After locating the line that holds "Query: dark doorway", transcribe it and each following line to the end of the records, changing nothing and adding nothing.

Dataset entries

--- START ---

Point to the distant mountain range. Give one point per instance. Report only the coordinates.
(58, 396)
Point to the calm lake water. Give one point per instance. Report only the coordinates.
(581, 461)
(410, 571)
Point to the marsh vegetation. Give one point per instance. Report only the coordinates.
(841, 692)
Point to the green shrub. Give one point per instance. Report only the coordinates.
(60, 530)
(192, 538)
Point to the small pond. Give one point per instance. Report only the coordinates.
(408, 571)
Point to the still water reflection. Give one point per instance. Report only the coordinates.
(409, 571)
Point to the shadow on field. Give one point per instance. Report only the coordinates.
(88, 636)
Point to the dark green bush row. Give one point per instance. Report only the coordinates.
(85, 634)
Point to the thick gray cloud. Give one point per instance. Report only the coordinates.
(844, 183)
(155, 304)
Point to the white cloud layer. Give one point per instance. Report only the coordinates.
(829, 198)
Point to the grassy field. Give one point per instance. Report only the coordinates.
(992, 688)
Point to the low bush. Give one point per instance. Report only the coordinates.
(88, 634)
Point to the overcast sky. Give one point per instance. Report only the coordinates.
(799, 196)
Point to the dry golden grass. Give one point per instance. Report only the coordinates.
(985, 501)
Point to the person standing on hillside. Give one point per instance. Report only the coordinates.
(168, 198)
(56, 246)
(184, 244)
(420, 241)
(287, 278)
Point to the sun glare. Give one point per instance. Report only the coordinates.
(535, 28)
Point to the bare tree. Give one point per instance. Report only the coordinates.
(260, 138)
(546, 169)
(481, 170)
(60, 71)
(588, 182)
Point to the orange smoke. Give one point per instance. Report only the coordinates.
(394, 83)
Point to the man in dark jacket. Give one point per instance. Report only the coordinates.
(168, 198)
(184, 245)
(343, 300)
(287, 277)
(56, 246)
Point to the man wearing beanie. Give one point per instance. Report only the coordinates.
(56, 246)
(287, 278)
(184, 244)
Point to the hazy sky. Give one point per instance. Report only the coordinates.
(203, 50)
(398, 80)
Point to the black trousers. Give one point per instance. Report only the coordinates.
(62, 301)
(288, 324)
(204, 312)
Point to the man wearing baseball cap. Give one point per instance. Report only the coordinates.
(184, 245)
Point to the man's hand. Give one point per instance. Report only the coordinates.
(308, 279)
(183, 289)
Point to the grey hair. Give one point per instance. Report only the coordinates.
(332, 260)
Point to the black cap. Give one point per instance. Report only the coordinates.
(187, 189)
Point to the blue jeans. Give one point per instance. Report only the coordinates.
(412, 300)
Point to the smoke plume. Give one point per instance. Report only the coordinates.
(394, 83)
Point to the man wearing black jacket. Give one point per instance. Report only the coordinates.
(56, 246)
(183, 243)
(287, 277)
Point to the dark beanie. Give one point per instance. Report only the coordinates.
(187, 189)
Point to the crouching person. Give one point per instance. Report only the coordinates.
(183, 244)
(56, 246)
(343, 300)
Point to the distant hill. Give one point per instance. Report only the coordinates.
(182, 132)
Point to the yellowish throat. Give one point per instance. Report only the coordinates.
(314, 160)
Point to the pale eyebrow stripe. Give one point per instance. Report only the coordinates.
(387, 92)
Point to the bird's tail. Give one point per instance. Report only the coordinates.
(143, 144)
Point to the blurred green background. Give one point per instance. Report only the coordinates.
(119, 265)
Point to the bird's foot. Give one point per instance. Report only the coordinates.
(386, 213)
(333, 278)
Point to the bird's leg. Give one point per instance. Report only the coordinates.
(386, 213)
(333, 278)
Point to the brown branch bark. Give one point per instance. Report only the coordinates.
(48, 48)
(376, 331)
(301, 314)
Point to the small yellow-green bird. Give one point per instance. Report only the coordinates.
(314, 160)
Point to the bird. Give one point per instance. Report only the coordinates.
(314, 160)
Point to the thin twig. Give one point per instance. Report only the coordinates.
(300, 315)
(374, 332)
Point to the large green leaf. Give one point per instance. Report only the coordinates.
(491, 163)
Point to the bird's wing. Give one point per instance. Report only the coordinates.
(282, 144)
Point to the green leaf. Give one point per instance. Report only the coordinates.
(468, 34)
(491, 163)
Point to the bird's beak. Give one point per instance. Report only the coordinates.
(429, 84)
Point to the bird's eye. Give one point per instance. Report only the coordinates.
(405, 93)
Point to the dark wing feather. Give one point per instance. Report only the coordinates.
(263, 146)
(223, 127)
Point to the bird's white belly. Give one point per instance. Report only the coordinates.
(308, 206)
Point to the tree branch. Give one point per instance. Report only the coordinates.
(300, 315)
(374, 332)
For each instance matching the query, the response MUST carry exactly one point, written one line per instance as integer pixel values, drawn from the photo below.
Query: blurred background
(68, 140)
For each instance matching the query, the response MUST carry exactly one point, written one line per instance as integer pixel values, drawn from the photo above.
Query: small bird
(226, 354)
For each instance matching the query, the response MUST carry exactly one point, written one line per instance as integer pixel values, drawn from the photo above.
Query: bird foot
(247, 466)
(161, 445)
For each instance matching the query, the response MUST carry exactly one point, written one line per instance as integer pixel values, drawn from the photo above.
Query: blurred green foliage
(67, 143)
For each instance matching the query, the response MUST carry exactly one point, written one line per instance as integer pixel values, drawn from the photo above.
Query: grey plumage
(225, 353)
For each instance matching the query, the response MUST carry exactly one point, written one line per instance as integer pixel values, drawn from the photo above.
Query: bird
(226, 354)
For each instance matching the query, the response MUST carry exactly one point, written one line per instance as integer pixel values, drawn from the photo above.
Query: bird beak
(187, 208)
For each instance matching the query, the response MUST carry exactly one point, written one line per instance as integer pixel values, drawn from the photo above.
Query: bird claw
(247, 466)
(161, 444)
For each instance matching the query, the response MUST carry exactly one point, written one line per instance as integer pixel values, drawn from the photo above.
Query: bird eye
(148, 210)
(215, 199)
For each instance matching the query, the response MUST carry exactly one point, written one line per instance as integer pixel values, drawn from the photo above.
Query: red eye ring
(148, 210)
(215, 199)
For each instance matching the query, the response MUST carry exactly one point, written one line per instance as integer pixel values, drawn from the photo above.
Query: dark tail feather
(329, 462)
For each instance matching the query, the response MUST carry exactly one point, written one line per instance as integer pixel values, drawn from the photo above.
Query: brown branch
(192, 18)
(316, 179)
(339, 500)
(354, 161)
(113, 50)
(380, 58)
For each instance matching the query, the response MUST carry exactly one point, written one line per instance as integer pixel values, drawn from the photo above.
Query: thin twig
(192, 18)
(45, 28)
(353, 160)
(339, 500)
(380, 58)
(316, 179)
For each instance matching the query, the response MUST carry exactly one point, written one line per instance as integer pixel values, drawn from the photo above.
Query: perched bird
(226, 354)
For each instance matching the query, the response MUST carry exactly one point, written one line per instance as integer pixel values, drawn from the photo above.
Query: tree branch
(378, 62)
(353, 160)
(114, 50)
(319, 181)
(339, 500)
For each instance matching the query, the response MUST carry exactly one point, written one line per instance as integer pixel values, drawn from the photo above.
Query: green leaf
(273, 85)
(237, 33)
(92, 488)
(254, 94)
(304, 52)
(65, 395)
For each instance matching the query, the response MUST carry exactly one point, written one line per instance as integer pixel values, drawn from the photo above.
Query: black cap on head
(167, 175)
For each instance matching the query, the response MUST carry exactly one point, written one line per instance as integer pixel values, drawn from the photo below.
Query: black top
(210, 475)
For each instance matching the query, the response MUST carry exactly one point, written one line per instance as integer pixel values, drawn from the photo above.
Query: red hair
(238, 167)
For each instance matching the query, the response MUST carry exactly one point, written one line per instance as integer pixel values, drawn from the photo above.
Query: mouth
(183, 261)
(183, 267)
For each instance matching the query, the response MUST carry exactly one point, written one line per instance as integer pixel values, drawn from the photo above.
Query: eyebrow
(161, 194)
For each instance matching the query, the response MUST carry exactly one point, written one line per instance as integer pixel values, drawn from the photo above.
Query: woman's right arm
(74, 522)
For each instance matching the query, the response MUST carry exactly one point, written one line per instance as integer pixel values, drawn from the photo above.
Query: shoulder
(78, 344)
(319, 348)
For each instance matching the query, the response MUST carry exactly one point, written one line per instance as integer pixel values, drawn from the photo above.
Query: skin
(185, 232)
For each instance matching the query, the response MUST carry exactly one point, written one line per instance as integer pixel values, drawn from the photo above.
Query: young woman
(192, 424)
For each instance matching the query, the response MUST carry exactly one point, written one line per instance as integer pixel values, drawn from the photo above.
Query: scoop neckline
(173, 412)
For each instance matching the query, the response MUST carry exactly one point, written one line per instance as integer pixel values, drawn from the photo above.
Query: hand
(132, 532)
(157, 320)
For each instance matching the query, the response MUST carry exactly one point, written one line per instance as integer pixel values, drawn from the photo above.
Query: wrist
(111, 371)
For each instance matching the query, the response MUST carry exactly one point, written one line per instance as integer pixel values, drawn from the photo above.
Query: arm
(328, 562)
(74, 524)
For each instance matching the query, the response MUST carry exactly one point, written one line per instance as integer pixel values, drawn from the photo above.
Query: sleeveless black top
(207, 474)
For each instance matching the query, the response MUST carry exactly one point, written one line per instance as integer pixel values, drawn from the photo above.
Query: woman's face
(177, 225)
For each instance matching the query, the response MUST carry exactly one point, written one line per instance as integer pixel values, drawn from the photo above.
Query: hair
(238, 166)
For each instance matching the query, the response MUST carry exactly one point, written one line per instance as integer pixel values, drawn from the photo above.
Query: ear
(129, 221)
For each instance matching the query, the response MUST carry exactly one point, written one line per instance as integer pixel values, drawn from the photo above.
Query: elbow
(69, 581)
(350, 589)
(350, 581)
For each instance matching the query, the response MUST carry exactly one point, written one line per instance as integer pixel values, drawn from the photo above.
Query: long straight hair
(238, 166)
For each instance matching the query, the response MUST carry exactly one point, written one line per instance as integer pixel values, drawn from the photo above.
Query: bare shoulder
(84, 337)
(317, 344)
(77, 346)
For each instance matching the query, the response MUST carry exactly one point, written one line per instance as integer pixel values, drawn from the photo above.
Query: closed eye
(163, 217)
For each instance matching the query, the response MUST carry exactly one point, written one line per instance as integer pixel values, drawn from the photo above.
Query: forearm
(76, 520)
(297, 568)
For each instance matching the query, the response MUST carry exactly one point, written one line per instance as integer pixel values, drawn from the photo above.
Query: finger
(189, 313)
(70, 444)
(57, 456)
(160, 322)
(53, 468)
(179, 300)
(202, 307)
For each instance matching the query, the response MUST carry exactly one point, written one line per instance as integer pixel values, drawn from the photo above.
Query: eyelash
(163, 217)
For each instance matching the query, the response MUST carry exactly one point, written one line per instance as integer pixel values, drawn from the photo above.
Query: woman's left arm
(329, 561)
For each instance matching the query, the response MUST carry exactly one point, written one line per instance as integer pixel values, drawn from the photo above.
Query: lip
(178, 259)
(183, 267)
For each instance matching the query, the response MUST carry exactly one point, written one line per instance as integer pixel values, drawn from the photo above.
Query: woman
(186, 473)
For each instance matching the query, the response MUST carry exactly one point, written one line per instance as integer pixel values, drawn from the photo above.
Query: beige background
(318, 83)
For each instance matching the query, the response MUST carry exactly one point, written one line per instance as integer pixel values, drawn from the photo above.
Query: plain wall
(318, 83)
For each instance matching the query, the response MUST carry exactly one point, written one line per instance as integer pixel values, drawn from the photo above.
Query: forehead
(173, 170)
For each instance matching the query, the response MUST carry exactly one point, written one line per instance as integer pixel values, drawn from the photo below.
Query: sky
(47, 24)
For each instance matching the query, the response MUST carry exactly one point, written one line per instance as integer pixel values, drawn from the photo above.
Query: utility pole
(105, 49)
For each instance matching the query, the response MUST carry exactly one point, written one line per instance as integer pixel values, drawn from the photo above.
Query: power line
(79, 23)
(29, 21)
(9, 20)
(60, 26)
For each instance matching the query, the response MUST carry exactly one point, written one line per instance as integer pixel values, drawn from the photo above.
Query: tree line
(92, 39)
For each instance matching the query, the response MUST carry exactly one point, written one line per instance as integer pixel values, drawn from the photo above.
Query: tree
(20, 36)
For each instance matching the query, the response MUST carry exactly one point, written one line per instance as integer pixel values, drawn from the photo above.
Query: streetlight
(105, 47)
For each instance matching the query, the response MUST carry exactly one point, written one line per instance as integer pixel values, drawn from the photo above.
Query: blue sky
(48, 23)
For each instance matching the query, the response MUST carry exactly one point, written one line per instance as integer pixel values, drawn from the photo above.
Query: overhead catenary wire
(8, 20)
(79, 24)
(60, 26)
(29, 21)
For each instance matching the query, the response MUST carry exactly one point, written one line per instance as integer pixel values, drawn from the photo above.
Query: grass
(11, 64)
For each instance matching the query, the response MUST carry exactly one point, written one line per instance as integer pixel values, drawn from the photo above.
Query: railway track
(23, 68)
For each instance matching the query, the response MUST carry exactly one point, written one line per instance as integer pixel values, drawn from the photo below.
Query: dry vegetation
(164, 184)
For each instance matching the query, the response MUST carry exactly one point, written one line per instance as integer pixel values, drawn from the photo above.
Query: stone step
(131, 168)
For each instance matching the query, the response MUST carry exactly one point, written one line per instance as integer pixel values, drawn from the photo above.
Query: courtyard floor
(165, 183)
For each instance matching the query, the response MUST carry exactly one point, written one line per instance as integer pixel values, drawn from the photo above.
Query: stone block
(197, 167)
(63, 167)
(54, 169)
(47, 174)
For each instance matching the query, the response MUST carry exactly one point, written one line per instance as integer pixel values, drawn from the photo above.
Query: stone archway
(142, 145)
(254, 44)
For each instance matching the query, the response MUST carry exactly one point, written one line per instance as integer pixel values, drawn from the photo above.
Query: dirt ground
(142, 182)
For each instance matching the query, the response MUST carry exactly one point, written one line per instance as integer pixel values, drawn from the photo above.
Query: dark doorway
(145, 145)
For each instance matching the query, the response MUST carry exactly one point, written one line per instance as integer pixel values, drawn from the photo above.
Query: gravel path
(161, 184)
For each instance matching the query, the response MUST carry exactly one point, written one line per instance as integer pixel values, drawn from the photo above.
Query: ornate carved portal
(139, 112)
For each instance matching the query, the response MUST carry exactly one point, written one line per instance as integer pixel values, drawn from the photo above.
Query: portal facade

--- END ---

__RESPONSE__
Query: dark doorway
(145, 145)
For each instance matching the query, the response MUST carry exactly one point, written one line per instance as integer pixel values, drawn from the photo above.
Query: gravel path
(161, 184)
For each instance matching the query, the response MUST carry exactly one point, written one line per instance as integer pixel values, drawn from the photo above.
Query: ornate carved portal
(139, 112)
For each instance matching the query, the response MUST carry exactly one point, written one line per instance as integer pixel values, drawn from the photo above.
Query: portal facade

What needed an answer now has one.